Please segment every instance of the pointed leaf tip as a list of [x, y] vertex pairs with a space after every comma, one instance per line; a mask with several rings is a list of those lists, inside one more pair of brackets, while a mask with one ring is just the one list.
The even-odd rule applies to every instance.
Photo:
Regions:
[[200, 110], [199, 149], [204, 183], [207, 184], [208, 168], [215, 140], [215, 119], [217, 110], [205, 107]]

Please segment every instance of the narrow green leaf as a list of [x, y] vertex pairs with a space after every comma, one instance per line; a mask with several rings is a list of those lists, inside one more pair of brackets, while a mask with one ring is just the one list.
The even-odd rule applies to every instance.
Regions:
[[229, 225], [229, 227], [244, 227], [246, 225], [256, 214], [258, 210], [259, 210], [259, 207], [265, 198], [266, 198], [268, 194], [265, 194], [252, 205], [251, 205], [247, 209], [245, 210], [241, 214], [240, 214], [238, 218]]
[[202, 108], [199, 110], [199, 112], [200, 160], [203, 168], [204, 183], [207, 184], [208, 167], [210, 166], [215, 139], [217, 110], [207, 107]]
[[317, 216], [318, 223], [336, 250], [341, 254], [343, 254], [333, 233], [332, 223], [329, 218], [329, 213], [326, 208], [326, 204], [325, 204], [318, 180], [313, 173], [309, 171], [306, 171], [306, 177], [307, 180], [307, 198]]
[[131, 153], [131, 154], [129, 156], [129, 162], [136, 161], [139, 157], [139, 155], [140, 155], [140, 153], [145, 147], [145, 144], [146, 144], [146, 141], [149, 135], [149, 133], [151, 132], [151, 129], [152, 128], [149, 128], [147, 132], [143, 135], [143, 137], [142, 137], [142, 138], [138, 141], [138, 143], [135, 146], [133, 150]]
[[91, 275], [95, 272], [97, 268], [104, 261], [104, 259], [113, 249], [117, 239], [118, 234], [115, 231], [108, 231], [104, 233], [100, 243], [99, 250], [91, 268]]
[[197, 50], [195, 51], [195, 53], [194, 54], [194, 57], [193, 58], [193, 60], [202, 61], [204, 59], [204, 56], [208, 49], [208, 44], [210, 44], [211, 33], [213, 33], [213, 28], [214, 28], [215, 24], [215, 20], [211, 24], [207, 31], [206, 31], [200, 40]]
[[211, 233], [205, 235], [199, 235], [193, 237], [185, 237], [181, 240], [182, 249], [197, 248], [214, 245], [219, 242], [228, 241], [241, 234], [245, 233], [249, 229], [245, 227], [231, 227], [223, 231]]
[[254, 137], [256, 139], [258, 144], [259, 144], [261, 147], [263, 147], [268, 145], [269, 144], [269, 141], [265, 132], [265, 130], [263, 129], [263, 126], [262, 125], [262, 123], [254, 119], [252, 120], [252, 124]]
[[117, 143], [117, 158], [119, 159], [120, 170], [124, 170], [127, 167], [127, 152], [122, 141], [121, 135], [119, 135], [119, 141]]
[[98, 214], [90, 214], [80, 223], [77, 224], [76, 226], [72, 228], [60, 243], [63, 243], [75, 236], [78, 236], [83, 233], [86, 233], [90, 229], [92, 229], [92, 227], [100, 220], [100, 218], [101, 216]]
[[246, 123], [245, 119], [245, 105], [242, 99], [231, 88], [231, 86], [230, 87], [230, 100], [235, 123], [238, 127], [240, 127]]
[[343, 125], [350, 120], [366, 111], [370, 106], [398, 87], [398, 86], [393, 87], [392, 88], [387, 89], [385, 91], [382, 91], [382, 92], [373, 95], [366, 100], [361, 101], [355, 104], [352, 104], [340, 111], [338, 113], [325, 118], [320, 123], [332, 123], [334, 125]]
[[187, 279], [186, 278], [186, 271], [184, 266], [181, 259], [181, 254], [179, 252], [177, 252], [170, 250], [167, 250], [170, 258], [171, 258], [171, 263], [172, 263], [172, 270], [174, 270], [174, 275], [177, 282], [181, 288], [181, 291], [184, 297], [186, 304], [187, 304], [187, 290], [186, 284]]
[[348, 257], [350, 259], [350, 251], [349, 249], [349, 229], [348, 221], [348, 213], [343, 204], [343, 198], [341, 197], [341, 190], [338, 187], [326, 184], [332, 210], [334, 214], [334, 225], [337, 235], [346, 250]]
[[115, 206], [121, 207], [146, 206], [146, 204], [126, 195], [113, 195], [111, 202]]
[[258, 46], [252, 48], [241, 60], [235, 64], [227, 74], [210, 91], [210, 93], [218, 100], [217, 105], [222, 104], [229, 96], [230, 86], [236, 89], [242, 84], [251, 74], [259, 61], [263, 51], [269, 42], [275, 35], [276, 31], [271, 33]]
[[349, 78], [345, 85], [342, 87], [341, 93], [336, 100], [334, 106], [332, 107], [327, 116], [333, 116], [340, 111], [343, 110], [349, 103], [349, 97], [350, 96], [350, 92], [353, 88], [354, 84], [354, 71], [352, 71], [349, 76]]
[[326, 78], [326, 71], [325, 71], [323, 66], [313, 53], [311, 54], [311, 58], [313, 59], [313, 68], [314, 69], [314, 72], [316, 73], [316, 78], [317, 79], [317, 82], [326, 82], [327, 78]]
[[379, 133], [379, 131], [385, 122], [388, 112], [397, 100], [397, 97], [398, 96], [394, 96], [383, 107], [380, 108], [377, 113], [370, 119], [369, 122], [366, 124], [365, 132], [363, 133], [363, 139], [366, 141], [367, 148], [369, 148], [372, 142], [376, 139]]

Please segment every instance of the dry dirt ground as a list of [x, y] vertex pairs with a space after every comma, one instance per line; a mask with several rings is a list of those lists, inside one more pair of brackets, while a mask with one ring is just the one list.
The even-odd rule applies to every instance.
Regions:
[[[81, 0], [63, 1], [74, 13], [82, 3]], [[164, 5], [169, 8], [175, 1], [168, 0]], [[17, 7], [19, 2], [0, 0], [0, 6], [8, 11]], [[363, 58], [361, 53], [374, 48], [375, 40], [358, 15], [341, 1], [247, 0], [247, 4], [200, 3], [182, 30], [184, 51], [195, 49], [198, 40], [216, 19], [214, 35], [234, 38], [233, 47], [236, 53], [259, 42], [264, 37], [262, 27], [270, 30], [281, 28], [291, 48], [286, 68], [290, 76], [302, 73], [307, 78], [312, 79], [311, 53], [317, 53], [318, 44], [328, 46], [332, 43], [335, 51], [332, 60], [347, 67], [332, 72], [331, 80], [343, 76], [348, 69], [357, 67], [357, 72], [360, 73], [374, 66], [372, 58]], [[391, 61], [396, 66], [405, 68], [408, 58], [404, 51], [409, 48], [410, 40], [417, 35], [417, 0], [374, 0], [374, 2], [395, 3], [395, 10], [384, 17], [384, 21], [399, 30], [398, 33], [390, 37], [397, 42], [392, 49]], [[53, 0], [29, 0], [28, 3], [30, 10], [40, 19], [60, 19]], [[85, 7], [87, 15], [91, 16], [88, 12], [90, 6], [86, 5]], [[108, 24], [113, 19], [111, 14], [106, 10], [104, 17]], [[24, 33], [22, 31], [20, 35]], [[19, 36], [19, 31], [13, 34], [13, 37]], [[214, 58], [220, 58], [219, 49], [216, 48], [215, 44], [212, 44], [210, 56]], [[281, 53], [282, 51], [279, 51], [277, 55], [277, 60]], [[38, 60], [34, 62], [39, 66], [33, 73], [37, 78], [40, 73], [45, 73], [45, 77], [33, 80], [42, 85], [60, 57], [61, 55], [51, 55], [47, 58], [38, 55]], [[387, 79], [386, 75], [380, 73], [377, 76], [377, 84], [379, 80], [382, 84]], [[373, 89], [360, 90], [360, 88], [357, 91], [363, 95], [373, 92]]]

════════════════

Rewrite every line of the items above as a JSON list of strings, one string per line, leaving out blank lines.

Response |
[
  "Please segment every instance of the pointed leaf tip as a list of [x, y] vertex pairs with a space after every comma, one instance per line; a mask with several rings is a list of those lists, inside one more pair of brackets, while a mask with one ring is just the one list.",
  "The even-odd rule applies to every instance.",
  "Photo:",
  "Regions:",
  "[[200, 110], [199, 149], [204, 183], [207, 184], [208, 168], [215, 140], [215, 119], [217, 110], [205, 107]]",
  "Please segment every instance of the narrow green leaf as a list of [x, y] vertex pairs with a space after every comma, one instance per line; a mask with several rings is a list of those lists, inside one more pair of brackets, while a mask with one ring is just the one list.",
  "The even-odd rule applies to every instance.",
  "Regions:",
  "[[229, 225], [229, 227], [244, 227], [246, 225], [256, 214], [258, 210], [259, 210], [259, 207], [265, 198], [266, 198], [268, 194], [265, 194], [252, 205], [251, 205], [247, 209], [245, 210], [241, 214], [240, 214], [238, 218]]",
  "[[202, 108], [199, 110], [199, 112], [200, 160], [203, 168], [204, 183], [207, 184], [208, 167], [210, 166], [215, 139], [217, 110], [207, 107]]",
  "[[317, 216], [318, 223], [336, 250], [341, 254], [343, 254], [333, 233], [332, 223], [329, 218], [329, 213], [326, 208], [326, 204], [325, 204], [318, 180], [313, 173], [309, 171], [306, 171], [306, 177], [307, 180], [307, 198]]",
  "[[131, 153], [131, 154], [129, 156], [129, 162], [136, 161], [139, 157], [139, 155], [140, 155], [140, 153], [145, 147], [145, 144], [146, 144], [146, 141], [149, 135], [149, 133], [151, 132], [151, 129], [152, 128], [149, 128], [147, 132], [143, 135], [143, 137], [142, 137], [142, 138], [138, 141], [138, 143], [135, 146], [133, 150]]",
  "[[91, 275], [95, 272], [97, 268], [104, 261], [104, 259], [113, 249], [117, 239], [118, 234], [115, 231], [108, 231], [104, 233], [100, 243], [99, 250], [91, 268]]",
  "[[197, 50], [195, 51], [195, 53], [194, 54], [194, 57], [193, 58], [193, 60], [202, 61], [204, 59], [204, 56], [208, 49], [208, 44], [210, 44], [211, 33], [213, 33], [213, 28], [214, 28], [215, 24], [215, 20], [211, 24], [207, 31], [206, 31], [200, 40]]",
  "[[211, 233], [205, 235], [199, 235], [193, 237], [185, 237], [181, 240], [182, 249], [197, 248], [214, 245], [219, 242], [228, 241], [241, 234], [245, 233], [249, 229], [245, 227], [231, 227], [223, 231]]",
  "[[254, 137], [256, 139], [258, 144], [259, 144], [261, 147], [263, 147], [268, 145], [269, 144], [269, 141], [265, 132], [265, 130], [263, 129], [263, 126], [262, 125], [262, 123], [254, 119], [252, 120], [252, 124]]",
  "[[117, 143], [117, 158], [119, 159], [120, 170], [124, 170], [127, 167], [127, 152], [122, 141], [121, 135], [119, 135], [119, 141]]",
  "[[98, 214], [90, 214], [80, 223], [77, 224], [76, 226], [72, 228], [60, 243], [63, 243], [75, 236], [78, 236], [83, 233], [86, 233], [90, 229], [92, 229], [92, 227], [100, 220], [100, 218], [101, 216]]",
  "[[246, 123], [245, 119], [245, 105], [242, 99], [231, 88], [231, 86], [230, 87], [230, 100], [235, 123], [238, 127], [240, 127]]",
  "[[343, 125], [350, 120], [366, 111], [370, 106], [398, 87], [398, 86], [393, 87], [392, 88], [387, 89], [385, 91], [382, 91], [382, 92], [373, 95], [366, 100], [361, 101], [355, 104], [352, 104], [340, 111], [338, 113], [325, 118], [320, 123], [332, 123], [334, 125]]",
  "[[187, 279], [186, 278], [186, 271], [184, 266], [181, 259], [181, 254], [179, 252], [177, 252], [170, 250], [167, 250], [170, 258], [171, 258], [171, 263], [172, 263], [172, 270], [174, 270], [174, 275], [177, 282], [181, 288], [181, 291], [184, 297], [186, 304], [187, 304], [187, 290], [186, 284]]",
  "[[348, 257], [350, 259], [350, 251], [349, 249], [349, 229], [348, 221], [348, 213], [343, 204], [343, 198], [341, 197], [341, 190], [338, 187], [326, 184], [332, 210], [334, 214], [334, 225], [337, 235], [346, 250]]",
  "[[115, 206], [121, 207], [146, 206], [146, 204], [126, 195], [113, 195], [111, 202]]",
  "[[258, 46], [252, 48], [241, 60], [235, 64], [227, 74], [210, 91], [210, 93], [218, 100], [217, 105], [222, 104], [229, 96], [230, 86], [236, 89], [242, 84], [251, 74], [259, 61], [263, 51], [269, 42], [275, 35], [276, 31], [271, 33]]",
  "[[349, 78], [345, 85], [342, 87], [341, 93], [336, 100], [334, 106], [332, 107], [327, 116], [333, 116], [340, 111], [343, 110], [349, 103], [349, 97], [350, 96], [350, 92], [353, 88], [354, 84], [354, 71], [352, 71], [349, 76]]",
  "[[326, 78], [326, 71], [325, 71], [323, 66], [313, 53], [311, 54], [311, 58], [313, 59], [313, 68], [314, 69], [314, 72], [316, 73], [316, 78], [317, 79], [317, 82], [326, 82], [327, 78]]",
  "[[379, 133], [379, 131], [385, 122], [388, 112], [397, 100], [397, 97], [398, 96], [394, 96], [383, 107], [380, 108], [377, 113], [370, 119], [369, 122], [366, 124], [365, 132], [363, 133], [363, 139], [366, 141], [367, 148], [369, 148], [372, 142], [376, 139]]",
  "Please segment every instance of the dry dirt ground as a list of [x, y] vertex pairs with a space after every comma, one instance per line; a mask with several rings is a list of those lists, inside one more pair of brackets, while a mask with one ring is just the one list.",
  "The even-odd rule applies to every instance.",
  "Regions:",
  "[[[81, 0], [63, 1], [74, 13], [82, 3]], [[164, 5], [169, 8], [175, 1], [168, 0]], [[17, 7], [19, 2], [0, 0], [0, 6], [8, 11]], [[363, 58], [361, 53], [374, 48], [375, 40], [358, 15], [341, 1], [247, 0], [247, 4], [200, 3], [182, 30], [184, 51], [195, 49], [198, 40], [216, 19], [214, 35], [234, 38], [233, 47], [236, 53], [259, 42], [264, 37], [262, 27], [270, 30], [281, 28], [291, 48], [286, 68], [290, 76], [302, 73], [307, 78], [312, 79], [311, 53], [317, 53], [318, 44], [328, 46], [332, 43], [335, 51], [332, 60], [347, 67], [332, 72], [331, 80], [343, 76], [348, 69], [357, 67], [357, 72], [360, 73], [374, 66], [372, 58]], [[391, 61], [396, 66], [405, 68], [408, 58], [404, 51], [409, 48], [410, 40], [417, 35], [417, 0], [374, 0], [374, 2], [395, 3], [395, 10], [384, 17], [384, 21], [399, 30], [398, 33], [390, 37], [397, 42], [392, 49]], [[53, 0], [29, 0], [28, 3], [30, 10], [40, 19], [60, 19]], [[85, 7], [87, 15], [91, 16], [88, 12], [90, 6], [86, 5]], [[108, 24], [113, 19], [111, 14], [106, 10], [104, 17]], [[24, 33], [22, 31], [20, 35]], [[19, 36], [19, 31], [13, 34], [13, 37]], [[214, 58], [220, 58], [219, 49], [216, 48], [215, 44], [212, 44], [210, 56]], [[281, 53], [282, 51], [279, 51], [277, 55], [277, 60]], [[38, 60], [34, 62], [39, 66], [33, 73], [37, 78], [40, 73], [45, 73], [45, 77], [33, 80], [42, 85], [60, 57], [61, 55], [51, 55], [47, 58], [38, 55]], [[387, 79], [386, 75], [380, 73], [377, 76], [377, 84], [379, 80], [382, 84]], [[373, 89], [360, 90], [360, 88], [357, 91], [363, 95], [373, 92]]]"
]